> [Task to complete]
Please show each line of the records that contains the word "bounding".

Object detection data:

#####

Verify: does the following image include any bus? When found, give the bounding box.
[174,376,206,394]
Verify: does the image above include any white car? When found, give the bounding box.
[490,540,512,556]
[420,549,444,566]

#####

> [Reply]
Verify: does the following image include any bus? When found, give the bounding box.
Verify: does the image above include any white car? When found, give the bounding box.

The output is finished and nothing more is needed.